_WORK TO BE COMPLETED_. Go through the data and retrieve each line that includes the string "horizon".
(RECORDED DATA)
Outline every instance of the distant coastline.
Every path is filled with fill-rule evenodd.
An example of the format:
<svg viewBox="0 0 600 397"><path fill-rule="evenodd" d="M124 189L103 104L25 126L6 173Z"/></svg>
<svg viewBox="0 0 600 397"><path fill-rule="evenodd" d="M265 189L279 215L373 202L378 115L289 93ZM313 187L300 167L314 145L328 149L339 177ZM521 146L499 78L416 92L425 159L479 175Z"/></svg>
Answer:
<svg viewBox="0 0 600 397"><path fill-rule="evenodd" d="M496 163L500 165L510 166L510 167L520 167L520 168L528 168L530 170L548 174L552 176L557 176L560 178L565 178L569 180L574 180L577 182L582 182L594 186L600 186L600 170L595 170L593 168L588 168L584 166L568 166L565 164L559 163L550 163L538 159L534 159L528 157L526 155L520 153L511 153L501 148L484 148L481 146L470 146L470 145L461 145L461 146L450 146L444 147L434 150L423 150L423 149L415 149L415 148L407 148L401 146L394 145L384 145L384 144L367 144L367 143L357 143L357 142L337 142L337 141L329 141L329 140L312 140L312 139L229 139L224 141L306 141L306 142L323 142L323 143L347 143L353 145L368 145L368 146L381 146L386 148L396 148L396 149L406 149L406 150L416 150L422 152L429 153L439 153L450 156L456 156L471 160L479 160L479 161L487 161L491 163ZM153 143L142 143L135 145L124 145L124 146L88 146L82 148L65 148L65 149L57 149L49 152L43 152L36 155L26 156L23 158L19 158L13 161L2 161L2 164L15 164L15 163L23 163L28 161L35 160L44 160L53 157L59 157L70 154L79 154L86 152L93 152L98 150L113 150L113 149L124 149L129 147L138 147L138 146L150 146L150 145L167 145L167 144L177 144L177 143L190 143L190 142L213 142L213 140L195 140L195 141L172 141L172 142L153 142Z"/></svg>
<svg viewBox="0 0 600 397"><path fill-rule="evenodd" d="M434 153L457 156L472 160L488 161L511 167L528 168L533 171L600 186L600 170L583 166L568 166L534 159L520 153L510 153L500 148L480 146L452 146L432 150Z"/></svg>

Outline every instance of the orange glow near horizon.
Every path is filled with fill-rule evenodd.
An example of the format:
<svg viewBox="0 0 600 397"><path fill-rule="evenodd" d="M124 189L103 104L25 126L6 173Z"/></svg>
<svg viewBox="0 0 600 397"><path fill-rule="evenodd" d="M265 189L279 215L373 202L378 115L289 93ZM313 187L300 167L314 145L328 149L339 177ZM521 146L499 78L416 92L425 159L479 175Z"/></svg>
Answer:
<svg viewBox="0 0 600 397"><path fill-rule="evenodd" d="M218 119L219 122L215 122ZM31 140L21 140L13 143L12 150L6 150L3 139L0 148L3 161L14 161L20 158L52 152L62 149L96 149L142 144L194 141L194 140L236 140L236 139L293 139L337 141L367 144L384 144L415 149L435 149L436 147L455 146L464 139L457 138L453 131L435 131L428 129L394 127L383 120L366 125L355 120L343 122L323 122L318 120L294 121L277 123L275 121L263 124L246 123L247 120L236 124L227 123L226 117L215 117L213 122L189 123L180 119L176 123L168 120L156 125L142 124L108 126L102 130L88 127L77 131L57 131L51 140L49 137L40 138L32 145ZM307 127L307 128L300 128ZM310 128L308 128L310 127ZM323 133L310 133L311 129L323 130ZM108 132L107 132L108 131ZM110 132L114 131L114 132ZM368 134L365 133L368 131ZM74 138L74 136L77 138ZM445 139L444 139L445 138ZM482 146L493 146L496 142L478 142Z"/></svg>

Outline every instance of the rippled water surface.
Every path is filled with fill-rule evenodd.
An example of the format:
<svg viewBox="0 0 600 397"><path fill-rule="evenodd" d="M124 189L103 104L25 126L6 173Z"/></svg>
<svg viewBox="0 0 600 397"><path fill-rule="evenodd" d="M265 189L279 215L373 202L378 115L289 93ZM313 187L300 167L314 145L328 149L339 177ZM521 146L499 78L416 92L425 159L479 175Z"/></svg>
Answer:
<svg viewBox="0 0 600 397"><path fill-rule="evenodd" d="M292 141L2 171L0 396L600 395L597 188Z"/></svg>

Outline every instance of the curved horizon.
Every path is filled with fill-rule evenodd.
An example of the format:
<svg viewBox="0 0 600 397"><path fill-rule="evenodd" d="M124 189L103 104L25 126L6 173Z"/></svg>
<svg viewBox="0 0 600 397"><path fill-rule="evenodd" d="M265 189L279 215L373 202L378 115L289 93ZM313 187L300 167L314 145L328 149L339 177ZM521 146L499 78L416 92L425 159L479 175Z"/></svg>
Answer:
(End RECORDED DATA)
_PROBLEM SOLUTION_.
Outline every instance of the orange glow near horizon.
Outline every instance of the curved horizon.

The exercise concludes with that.